— Start of Records to process —
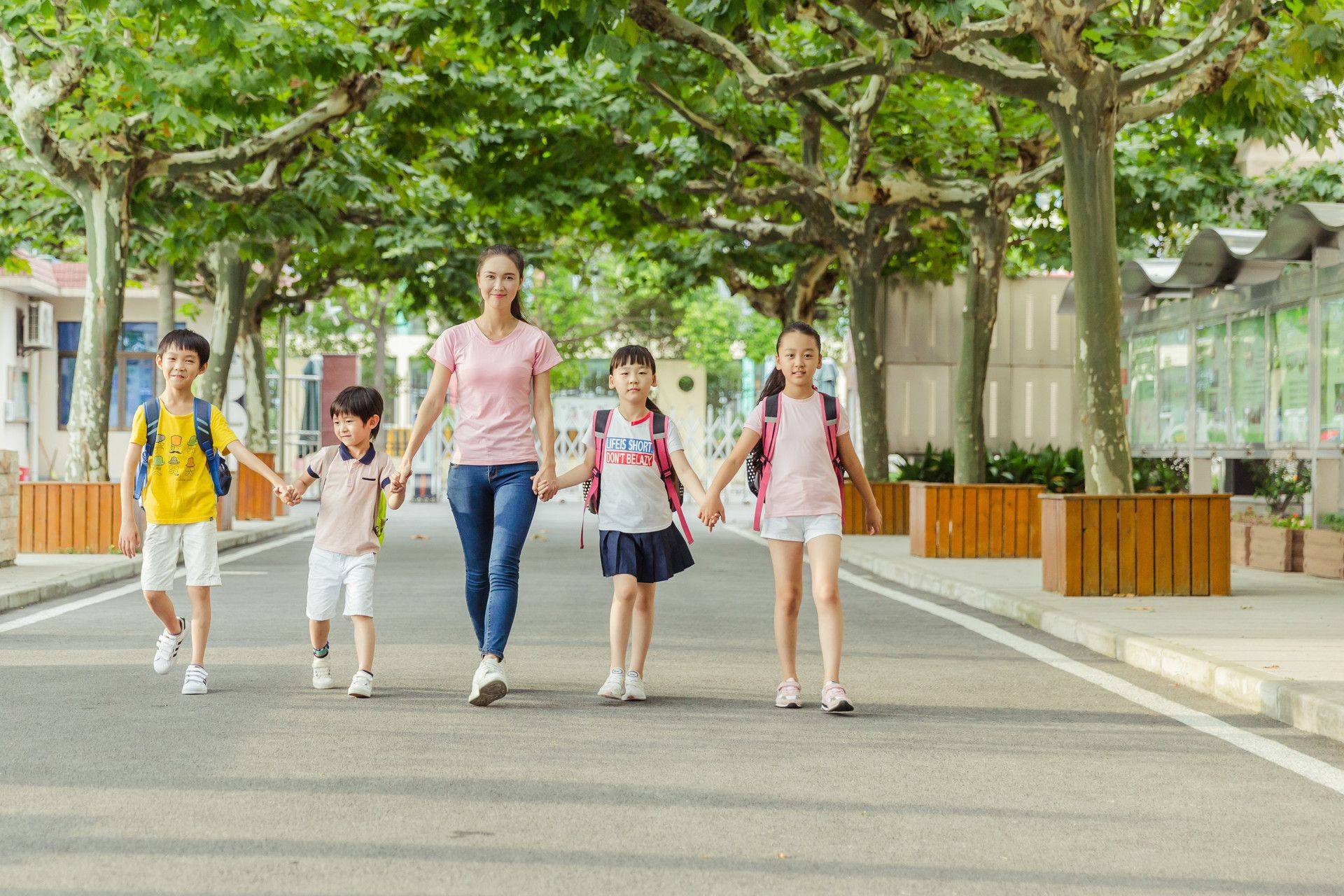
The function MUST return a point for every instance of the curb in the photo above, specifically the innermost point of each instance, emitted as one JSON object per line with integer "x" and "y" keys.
{"x": 1300, "y": 706}
{"x": 124, "y": 568}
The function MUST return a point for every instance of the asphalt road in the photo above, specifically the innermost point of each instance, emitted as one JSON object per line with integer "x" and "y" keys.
{"x": 968, "y": 767}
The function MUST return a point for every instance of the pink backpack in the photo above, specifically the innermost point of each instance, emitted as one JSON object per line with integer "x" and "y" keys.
{"x": 758, "y": 463}
{"x": 662, "y": 457}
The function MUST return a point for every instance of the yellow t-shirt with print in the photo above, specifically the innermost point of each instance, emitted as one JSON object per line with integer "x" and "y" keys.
{"x": 179, "y": 488}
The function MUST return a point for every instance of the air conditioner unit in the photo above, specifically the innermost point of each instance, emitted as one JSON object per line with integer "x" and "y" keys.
{"x": 39, "y": 328}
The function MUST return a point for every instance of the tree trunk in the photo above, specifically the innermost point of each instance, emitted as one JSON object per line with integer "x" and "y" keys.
{"x": 106, "y": 216}
{"x": 255, "y": 387}
{"x": 867, "y": 314}
{"x": 988, "y": 232}
{"x": 230, "y": 298}
{"x": 1088, "y": 143}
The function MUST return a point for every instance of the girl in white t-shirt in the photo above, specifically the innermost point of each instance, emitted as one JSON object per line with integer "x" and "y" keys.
{"x": 638, "y": 531}
{"x": 802, "y": 505}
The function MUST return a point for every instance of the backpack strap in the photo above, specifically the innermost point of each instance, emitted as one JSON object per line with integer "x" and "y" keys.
{"x": 151, "y": 412}
{"x": 659, "y": 426}
{"x": 601, "y": 419}
{"x": 201, "y": 412}
{"x": 831, "y": 418}
{"x": 769, "y": 434}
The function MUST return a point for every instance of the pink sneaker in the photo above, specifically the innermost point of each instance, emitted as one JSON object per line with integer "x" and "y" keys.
{"x": 834, "y": 699}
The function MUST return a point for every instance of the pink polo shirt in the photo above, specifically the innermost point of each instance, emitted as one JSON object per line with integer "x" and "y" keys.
{"x": 492, "y": 390}
{"x": 803, "y": 482}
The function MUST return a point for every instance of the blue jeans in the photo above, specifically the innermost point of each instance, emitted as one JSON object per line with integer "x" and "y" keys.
{"x": 493, "y": 508}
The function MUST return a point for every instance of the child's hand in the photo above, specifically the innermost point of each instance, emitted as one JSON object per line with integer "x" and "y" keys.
{"x": 711, "y": 512}
{"x": 874, "y": 519}
{"x": 128, "y": 540}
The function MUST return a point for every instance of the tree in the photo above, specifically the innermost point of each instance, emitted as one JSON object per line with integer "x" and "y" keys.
{"x": 101, "y": 111}
{"x": 825, "y": 168}
{"x": 1093, "y": 69}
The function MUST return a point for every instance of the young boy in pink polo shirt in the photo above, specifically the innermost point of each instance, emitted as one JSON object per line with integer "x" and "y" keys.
{"x": 358, "y": 491}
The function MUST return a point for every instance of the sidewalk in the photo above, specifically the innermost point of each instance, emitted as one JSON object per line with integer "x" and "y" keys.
{"x": 1276, "y": 647}
{"x": 48, "y": 577}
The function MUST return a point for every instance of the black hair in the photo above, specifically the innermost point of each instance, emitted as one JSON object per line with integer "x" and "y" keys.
{"x": 514, "y": 255}
{"x": 635, "y": 355}
{"x": 774, "y": 383}
{"x": 362, "y": 402}
{"x": 186, "y": 340}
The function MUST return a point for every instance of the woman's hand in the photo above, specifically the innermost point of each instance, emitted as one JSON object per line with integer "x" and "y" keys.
{"x": 874, "y": 516}
{"x": 543, "y": 482}
{"x": 711, "y": 511}
{"x": 402, "y": 476}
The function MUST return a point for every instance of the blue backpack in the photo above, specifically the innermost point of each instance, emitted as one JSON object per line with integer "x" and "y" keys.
{"x": 201, "y": 413}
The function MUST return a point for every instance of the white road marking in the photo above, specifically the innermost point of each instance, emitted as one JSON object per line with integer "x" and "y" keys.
{"x": 134, "y": 586}
{"x": 1285, "y": 758}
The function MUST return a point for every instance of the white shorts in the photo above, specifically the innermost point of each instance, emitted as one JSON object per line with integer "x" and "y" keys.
{"x": 328, "y": 571}
{"x": 800, "y": 528}
{"x": 194, "y": 540}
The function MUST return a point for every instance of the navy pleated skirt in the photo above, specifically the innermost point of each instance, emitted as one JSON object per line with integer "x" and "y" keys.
{"x": 650, "y": 556}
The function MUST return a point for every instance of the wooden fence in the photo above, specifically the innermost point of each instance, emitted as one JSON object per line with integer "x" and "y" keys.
{"x": 974, "y": 520}
{"x": 255, "y": 496}
{"x": 1142, "y": 545}
{"x": 892, "y": 500}
{"x": 77, "y": 517}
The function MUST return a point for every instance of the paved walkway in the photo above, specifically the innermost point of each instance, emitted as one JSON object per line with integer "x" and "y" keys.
{"x": 983, "y": 760}
{"x": 45, "y": 577}
{"x": 1276, "y": 645}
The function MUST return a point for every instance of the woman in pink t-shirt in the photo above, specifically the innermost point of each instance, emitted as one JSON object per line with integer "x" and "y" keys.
{"x": 802, "y": 507}
{"x": 499, "y": 368}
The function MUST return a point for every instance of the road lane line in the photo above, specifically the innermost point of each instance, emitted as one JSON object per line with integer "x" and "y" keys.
{"x": 42, "y": 615}
{"x": 1269, "y": 750}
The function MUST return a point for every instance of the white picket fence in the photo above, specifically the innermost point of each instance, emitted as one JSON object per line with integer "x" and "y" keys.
{"x": 707, "y": 442}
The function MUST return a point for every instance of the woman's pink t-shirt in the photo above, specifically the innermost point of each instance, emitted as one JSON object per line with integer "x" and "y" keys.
{"x": 803, "y": 482}
{"x": 492, "y": 390}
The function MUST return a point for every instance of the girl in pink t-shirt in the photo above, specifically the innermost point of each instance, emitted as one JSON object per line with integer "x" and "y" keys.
{"x": 802, "y": 508}
{"x": 499, "y": 368}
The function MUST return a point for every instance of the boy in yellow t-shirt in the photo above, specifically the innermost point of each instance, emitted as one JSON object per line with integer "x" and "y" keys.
{"x": 178, "y": 492}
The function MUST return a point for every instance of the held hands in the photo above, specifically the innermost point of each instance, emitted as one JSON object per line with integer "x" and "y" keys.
{"x": 128, "y": 540}
{"x": 711, "y": 512}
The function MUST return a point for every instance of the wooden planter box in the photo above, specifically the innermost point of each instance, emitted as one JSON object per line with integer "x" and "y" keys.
{"x": 1323, "y": 554}
{"x": 1142, "y": 545}
{"x": 974, "y": 520}
{"x": 1276, "y": 548}
{"x": 892, "y": 500}
{"x": 1241, "y": 543}
{"x": 255, "y": 496}
{"x": 69, "y": 517}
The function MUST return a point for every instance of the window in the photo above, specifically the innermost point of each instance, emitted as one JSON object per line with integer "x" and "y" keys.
{"x": 1211, "y": 384}
{"x": 1249, "y": 381}
{"x": 1172, "y": 386}
{"x": 1289, "y": 384}
{"x": 1332, "y": 372}
{"x": 1142, "y": 390}
{"x": 132, "y": 372}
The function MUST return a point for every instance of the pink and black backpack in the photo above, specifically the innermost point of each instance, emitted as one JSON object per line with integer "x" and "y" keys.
{"x": 662, "y": 457}
{"x": 760, "y": 458}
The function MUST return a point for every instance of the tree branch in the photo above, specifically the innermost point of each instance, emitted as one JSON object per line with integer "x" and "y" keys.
{"x": 351, "y": 94}
{"x": 1228, "y": 16}
{"x": 1203, "y": 80}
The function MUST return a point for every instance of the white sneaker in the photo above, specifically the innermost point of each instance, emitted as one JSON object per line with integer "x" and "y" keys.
{"x": 323, "y": 673}
{"x": 488, "y": 684}
{"x": 615, "y": 685}
{"x": 362, "y": 685}
{"x": 195, "y": 680}
{"x": 166, "y": 650}
{"x": 635, "y": 687}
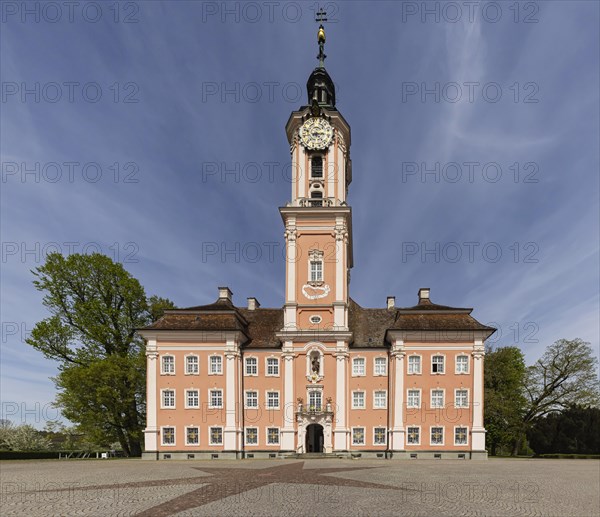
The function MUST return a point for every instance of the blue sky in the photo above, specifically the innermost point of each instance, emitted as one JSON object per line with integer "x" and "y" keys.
{"x": 155, "y": 133}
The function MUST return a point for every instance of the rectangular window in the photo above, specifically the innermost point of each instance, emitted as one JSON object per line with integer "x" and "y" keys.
{"x": 192, "y": 398}
{"x": 437, "y": 436}
{"x": 413, "y": 435}
{"x": 460, "y": 436}
{"x": 358, "y": 400}
{"x": 191, "y": 365}
{"x": 414, "y": 398}
{"x": 168, "y": 398}
{"x": 380, "y": 366}
{"x": 216, "y": 365}
{"x": 462, "y": 364}
{"x": 272, "y": 436}
{"x": 461, "y": 398}
{"x": 380, "y": 400}
{"x": 273, "y": 366}
{"x": 251, "y": 436}
{"x": 437, "y": 364}
{"x": 251, "y": 399}
{"x": 168, "y": 364}
{"x": 272, "y": 399}
{"x": 251, "y": 366}
{"x": 358, "y": 366}
{"x": 379, "y": 435}
{"x": 216, "y": 398}
{"x": 316, "y": 271}
{"x": 358, "y": 436}
{"x": 414, "y": 364}
{"x": 316, "y": 167}
{"x": 314, "y": 400}
{"x": 437, "y": 398}
{"x": 168, "y": 436}
{"x": 216, "y": 435}
{"x": 192, "y": 436}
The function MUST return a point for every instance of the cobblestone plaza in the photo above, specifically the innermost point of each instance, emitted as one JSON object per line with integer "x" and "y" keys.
{"x": 315, "y": 487}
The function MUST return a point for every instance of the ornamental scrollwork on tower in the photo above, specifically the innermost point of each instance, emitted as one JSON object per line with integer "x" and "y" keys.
{"x": 291, "y": 234}
{"x": 341, "y": 233}
{"x": 340, "y": 141}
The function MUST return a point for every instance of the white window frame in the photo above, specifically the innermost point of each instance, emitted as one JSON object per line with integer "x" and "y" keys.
{"x": 162, "y": 399}
{"x": 375, "y": 435}
{"x": 267, "y": 400}
{"x": 420, "y": 358}
{"x": 162, "y": 364}
{"x": 418, "y": 428}
{"x": 210, "y": 442}
{"x": 364, "y": 403}
{"x": 210, "y": 370}
{"x": 364, "y": 368}
{"x": 246, "y": 361}
{"x": 455, "y": 398}
{"x": 309, "y": 354}
{"x": 186, "y": 434}
{"x": 316, "y": 257}
{"x": 278, "y": 436}
{"x": 246, "y": 442}
{"x": 271, "y": 358}
{"x": 456, "y": 371}
{"x": 467, "y": 435}
{"x": 246, "y": 406}
{"x": 408, "y": 404}
{"x": 187, "y": 405}
{"x": 375, "y": 406}
{"x": 162, "y": 435}
{"x": 384, "y": 360}
{"x": 314, "y": 392}
{"x": 187, "y": 364}
{"x": 443, "y": 402}
{"x": 431, "y": 428}
{"x": 210, "y": 401}
{"x": 364, "y": 440}
{"x": 443, "y": 356}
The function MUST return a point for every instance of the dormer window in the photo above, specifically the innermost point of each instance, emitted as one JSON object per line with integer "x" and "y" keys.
{"x": 316, "y": 167}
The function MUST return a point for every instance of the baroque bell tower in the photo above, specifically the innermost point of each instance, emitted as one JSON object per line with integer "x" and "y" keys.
{"x": 318, "y": 221}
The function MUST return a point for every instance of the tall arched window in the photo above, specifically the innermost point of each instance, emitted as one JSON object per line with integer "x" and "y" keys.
{"x": 316, "y": 167}
{"x": 316, "y": 198}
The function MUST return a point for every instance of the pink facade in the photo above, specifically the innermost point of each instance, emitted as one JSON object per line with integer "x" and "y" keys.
{"x": 320, "y": 374}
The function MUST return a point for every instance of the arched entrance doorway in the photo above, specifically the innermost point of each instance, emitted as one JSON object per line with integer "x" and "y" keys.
{"x": 314, "y": 438}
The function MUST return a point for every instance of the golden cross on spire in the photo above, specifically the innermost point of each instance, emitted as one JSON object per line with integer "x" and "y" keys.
{"x": 321, "y": 16}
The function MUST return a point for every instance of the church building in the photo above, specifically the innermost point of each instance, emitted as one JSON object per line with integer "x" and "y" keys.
{"x": 320, "y": 375}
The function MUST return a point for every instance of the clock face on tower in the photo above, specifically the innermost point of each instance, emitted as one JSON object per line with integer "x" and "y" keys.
{"x": 316, "y": 133}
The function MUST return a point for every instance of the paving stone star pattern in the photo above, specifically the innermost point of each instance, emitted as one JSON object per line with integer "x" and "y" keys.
{"x": 318, "y": 487}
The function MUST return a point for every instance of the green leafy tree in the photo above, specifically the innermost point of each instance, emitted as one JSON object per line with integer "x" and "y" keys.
{"x": 22, "y": 438}
{"x": 564, "y": 376}
{"x": 505, "y": 403}
{"x": 95, "y": 307}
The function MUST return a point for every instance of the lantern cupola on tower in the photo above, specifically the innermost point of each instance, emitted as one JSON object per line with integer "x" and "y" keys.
{"x": 320, "y": 87}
— End of Records to process —
— Exercise brief —
Your output consists solely of the lines from the one with "of the church" through the last line, copied exactly.

— The reply —
The function MUST return a point for every instance of the church building in the photo above, specifically the innermost point of each instance, emitted as one JSON object per line with integer "x" and "y" keys.
{"x": 320, "y": 375}
The function MUST return a point for every instance of the clock face on tower in the photo above, specifically the innermost point of each instance, emitted as one JSON object per line with integer "x" and "y" keys.
{"x": 316, "y": 133}
The function MUST return a point for every instance of the paving stone star pattern in the photo above, specifically the innermost point of each instance, emitted as one JSON object per line with integer "x" and "y" keys.
{"x": 318, "y": 487}
The function MUST return a point for every instance of the green leafy tree in the photo above, specifically the innermost point of each instance, emitted as one JSON object per line with integer "x" and "y" keys.
{"x": 22, "y": 438}
{"x": 564, "y": 376}
{"x": 505, "y": 403}
{"x": 95, "y": 307}
The function MUST return a point for every instance of the lantern cupola on tower in the photo above, specifically the innermost point of each instance, emitted as one JSON object per line with integer "x" and "y" keys.
{"x": 320, "y": 87}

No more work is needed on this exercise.